Task description
Return every record below exactly as written, but leave out the pictures.

(Saved entries)
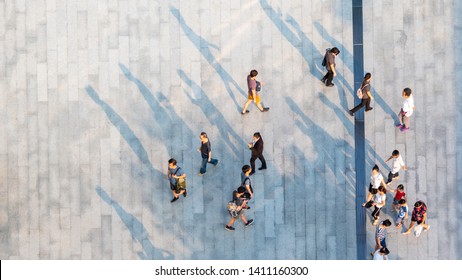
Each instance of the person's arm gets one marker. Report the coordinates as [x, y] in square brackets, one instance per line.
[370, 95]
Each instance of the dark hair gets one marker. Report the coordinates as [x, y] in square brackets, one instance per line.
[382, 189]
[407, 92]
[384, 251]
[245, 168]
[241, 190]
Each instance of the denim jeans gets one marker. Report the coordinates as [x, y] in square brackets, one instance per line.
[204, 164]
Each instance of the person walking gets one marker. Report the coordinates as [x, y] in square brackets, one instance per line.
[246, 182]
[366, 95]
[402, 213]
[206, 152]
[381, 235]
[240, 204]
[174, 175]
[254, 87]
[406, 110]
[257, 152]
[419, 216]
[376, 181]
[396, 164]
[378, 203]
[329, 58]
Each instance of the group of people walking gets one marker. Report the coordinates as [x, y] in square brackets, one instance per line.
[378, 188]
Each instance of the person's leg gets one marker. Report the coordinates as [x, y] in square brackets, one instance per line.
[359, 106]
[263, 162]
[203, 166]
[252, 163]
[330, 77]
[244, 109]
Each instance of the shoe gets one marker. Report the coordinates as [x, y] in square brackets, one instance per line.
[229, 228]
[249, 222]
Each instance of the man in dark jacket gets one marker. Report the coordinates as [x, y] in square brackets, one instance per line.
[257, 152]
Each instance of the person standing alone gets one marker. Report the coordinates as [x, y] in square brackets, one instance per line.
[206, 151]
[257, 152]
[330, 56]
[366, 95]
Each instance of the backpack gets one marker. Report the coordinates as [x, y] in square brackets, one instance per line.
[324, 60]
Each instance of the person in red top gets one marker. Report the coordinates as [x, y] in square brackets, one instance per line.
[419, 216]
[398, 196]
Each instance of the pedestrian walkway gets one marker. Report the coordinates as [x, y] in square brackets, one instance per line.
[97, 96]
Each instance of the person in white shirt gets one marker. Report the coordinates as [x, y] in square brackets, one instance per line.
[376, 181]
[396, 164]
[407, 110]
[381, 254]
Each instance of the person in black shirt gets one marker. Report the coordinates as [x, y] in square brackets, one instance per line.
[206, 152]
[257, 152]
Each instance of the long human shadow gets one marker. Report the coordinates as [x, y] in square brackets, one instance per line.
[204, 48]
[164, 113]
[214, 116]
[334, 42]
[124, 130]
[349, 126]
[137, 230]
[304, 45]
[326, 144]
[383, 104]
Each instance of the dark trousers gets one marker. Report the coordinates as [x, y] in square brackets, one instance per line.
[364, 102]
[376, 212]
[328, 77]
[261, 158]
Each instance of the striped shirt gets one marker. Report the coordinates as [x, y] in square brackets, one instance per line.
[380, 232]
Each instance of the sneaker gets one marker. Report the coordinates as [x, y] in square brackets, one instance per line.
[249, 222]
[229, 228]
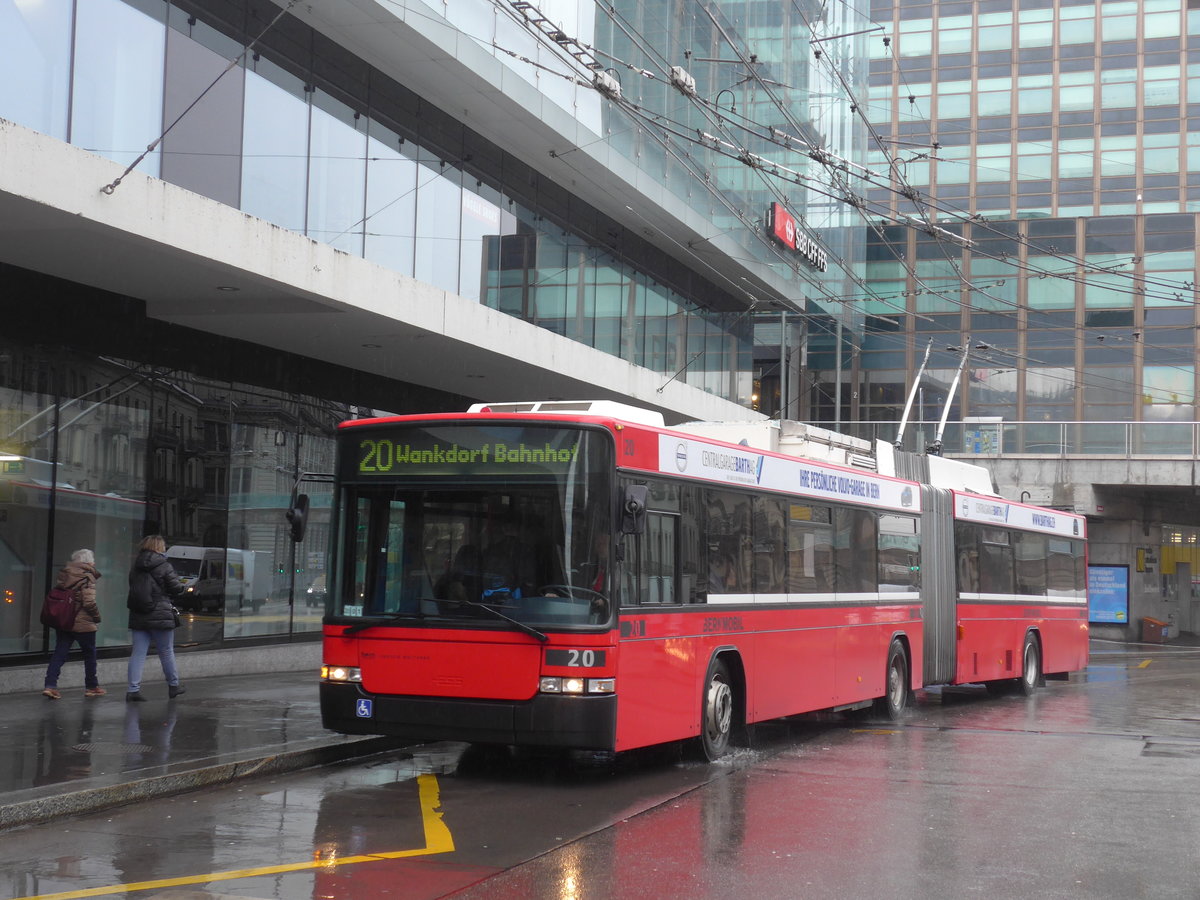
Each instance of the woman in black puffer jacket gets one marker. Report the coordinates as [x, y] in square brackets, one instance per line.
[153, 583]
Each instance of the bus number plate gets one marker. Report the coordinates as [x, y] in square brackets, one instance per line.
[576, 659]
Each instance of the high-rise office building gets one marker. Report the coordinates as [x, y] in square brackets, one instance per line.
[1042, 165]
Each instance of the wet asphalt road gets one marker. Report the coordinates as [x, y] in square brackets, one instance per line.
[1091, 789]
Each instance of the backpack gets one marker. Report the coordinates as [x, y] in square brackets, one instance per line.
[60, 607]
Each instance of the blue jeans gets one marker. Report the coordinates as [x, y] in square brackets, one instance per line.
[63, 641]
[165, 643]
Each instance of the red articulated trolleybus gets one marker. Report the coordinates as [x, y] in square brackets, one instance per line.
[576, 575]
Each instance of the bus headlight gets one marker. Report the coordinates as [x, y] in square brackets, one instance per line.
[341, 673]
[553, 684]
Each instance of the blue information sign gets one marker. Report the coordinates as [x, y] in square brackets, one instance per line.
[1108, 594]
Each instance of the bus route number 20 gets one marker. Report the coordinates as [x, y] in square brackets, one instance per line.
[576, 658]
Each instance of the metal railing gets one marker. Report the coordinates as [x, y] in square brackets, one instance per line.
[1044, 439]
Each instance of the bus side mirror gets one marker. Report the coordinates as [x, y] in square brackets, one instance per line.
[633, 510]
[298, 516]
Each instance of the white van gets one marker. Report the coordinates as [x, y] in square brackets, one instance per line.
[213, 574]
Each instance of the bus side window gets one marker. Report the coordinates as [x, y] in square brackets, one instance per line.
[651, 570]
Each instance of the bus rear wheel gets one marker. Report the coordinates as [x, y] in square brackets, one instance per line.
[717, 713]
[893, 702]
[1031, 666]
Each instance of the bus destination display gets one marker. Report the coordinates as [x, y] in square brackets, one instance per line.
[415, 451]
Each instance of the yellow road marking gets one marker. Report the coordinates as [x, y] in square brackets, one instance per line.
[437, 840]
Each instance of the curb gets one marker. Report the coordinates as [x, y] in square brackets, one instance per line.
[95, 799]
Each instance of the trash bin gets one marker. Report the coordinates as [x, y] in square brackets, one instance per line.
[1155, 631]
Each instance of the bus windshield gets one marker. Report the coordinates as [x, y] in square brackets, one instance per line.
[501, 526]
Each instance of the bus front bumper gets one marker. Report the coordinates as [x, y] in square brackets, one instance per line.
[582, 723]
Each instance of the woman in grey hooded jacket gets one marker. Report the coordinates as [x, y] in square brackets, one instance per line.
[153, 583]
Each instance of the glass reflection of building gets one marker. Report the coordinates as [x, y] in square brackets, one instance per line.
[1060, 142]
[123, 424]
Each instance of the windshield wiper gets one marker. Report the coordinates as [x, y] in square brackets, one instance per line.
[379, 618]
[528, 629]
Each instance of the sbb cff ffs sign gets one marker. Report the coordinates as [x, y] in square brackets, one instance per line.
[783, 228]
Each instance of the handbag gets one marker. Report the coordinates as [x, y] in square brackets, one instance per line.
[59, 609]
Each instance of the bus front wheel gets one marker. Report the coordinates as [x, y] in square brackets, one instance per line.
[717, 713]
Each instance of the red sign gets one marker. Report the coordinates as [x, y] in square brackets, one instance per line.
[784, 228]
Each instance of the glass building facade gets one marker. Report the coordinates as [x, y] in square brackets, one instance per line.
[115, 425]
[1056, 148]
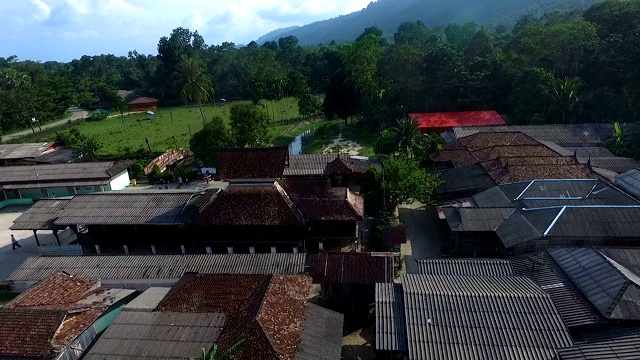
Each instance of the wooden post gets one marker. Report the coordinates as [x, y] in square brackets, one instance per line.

Written solution
Each instance of the person's arm gets one marker. Report the coordinates as [x, y] in square brackets, one instance per line.
[370, 95]
Each instance of the dark hair gets one marker. Report the coordinates as [x, y] in square brackets, one instance per line.
[382, 189]
[407, 92]
[384, 251]
[245, 168]
[241, 190]
Each instance of the denim jeans gets one marker. Report the coordinates as [x, y] in square brackets, one instance per line.
[204, 164]
Each instance of the person walking gets one marker. Report the coordinates as [x, y] in square brackets, one instance per line.
[246, 182]
[366, 95]
[402, 213]
[206, 152]
[381, 235]
[240, 204]
[174, 175]
[254, 87]
[406, 110]
[257, 152]
[419, 216]
[376, 181]
[396, 164]
[378, 203]
[329, 58]
Each instance of the group of people walking gets one marker. Report the coordinates as [x, y] in square brackets, one instance per line.
[378, 188]
Each instance of the person's leg gets one marker. Report the coordinates as [x, y] in square brackets, one instance per line.
[359, 106]
[263, 162]
[203, 166]
[252, 163]
[330, 77]
[244, 109]
Each instance of the shoe gets one marker. Report the coordinates as [x, y] in square brackets, one instance per line.
[229, 228]
[249, 222]
Each instance of the man in dark jacket gets one marker. Report the coordinates as [x, y] in square brackets, one instance per line.
[257, 152]
Each instance of the person standing alone gets one marker. Report the coordinates as [x, y] in square brackets, one instance per line.
[206, 151]
[257, 152]
[330, 56]
[366, 95]
Each instance of the backpack gets one marker. Report the coordinates as [x, y] in square brackets, one instance per line.
[324, 60]
Each instance of the person in red top gets one marker. Report the coordinates as [x, y] in square brackets, one instance per line.
[419, 216]
[398, 196]
Each instance of the pedestrian walkway gets one marker. Report the coordinates as [x, y] in square brackets, one instance per line.
[97, 96]
Each instance of the person in white shirt gets one marker. Report the coordinates as [x, y] in square brackets, one instance per line.
[376, 181]
[396, 164]
[407, 110]
[381, 254]
Each instance of the person in black shirt gets one marker. Report the coordinates as [x, y] in square brackets, one instance per line.
[206, 152]
[257, 152]
Each instance of the long human shadow gets one marker. Report the coordinates as [x, y] in square brackets, one instance per line.
[204, 48]
[164, 113]
[214, 116]
[334, 42]
[124, 130]
[349, 126]
[137, 230]
[304, 45]
[326, 144]
[383, 104]
Each instance of the dark trousers gets one marker. Report the coordinates as [x, y] in square brackets, one instance per line.
[364, 102]
[376, 212]
[328, 77]
[261, 158]
Each instance of the striped shirt gets one marker. Report the coordinates as [x, y] in square brackets, one instance per line.
[380, 232]
Each instance of the sneaker gets one marker. Report the coordinates as [x, y] in square brackets, one instance per line.
[249, 222]
[229, 228]
Each instance of the woman in black puffer jacket gets one marker. Report the coordinates as [x, y] in square brackets, one instance per line.
[153, 583]
Each instance of the bus number plate gets one marker. Report the coordinates as [x, y] in square brackets, one instance per line.
[576, 659]
Each instance of the high-rise office building gets one marker. Report the coordinates as [x, y] in square brackets, one instance per line.
[1042, 165]
Each instance of the wet asphalt road gets one marker. Report the coordinates as [x, y] in square brackets, one instance per line.
[1091, 789]
Each instance of the backpack gets one marker. Report the coordinates as [x, y] in square brackets, one instance per line.
[60, 607]
Each instance of the blue jeans gets one marker. Report the coordinates as [x, y] in square brackets, one instance per line.
[63, 641]
[165, 643]
Each instance of the red articulated trolleybus gets one marker. Report the coordinates as [x, y] in square brackets, one instance per line.
[576, 575]
Each instance of the bus headlight gets one marker. Report the coordinates as [x, y] in square brackets, one instance per line.
[341, 673]
[553, 684]
Each instance of the blue information sign gets one marker. Report the coordinates as [x, y] in square brackets, one instance per line.
[1108, 594]
Each instance of the bus route number 20 gets one marker. Report the coordinates as [x, y] in square brackets, one instance per line.
[576, 658]
Each instance of the metal railing gets one marker. Report the coordinates as [x, y] in square brackets, one instance per line.
[1044, 439]
Each instance of the bus side mirror gets one marker. Report the coordinates as [x, y] in square brackets, one instance per line.
[633, 510]
[298, 516]
Each instance of the white van gets one marker. Report the coordinates as [x, y] in square brackets, one instance per line.
[213, 574]
Each instance of the bus side window gets one marker. Report the coordinates as [x, y] in square brackets, one instance per line.
[651, 570]
Each instance of the bus rear wheel gets one marker. Report the coordinates as [x, y] in square brackets, one instance per line.
[717, 713]
[893, 702]
[1031, 666]
Each instance of the bus destination display gets one marker. Report the coordinates as [x, y] in square brackets, one instance per line.
[415, 451]
Each instance of the yellow road marking gets one marker. Report the coordinates as [x, y] in square brackets, one instance per line.
[437, 840]
Each instance of the curb gets one marker. Report the coordinates as [x, y] in square brackets, one instance per line.
[95, 799]
Each instance of the trash bin gets one marker. Report the coordinates as [x, y] in square brackets, one instance per line.
[1155, 631]
Each instance of the bus windshield gets one marker. Report the coordinates as [x, y] in square brackets, one instance per line.
[501, 526]
Each instance of the bus front bumper gets one marker. Report the coordinates as [x, y] in square brackets, one instance per line.
[582, 723]
Each instance of the woman in grey hooded jacket gets one marker. Report the coordinates as [x, y] in square brackets, one instance per line.
[153, 583]
Each instance of the glass reflection of building gets one marker. Report the coordinates as [x, y] in square brackets, one instance per line.
[1060, 142]
[123, 424]
Each instance of the windshield wiper gets one marker. Report the coordinates as [x, y] in square brackets, one instance per line.
[379, 618]
[528, 629]
Each instance of the sbb cff ffs sign gets one marker. Report the coordinates as [x, y] in square brackets, one instance per line.
[783, 228]
Each instance of the handbag gets one marker. Report the coordinates as [x, y] in square brackets, one instance per line.
[59, 609]
Each instance of the bus front wheel gets one marker. Report the coordinates as [x, y] in square brackets, one instance per line.
[717, 713]
Each instance of the red sign gets one marker. Report the coordinates as [x, y] in square brackets, one instance per line.
[784, 228]
Each instance of the glass building facade gets one marker. Report the coordinates as [x, y] in square brackets, one instance per line.
[115, 425]
[1056, 148]
Each instance of the wooden post gets one marker. Report the coordinates as [x, y] in square brackets, one instance per line.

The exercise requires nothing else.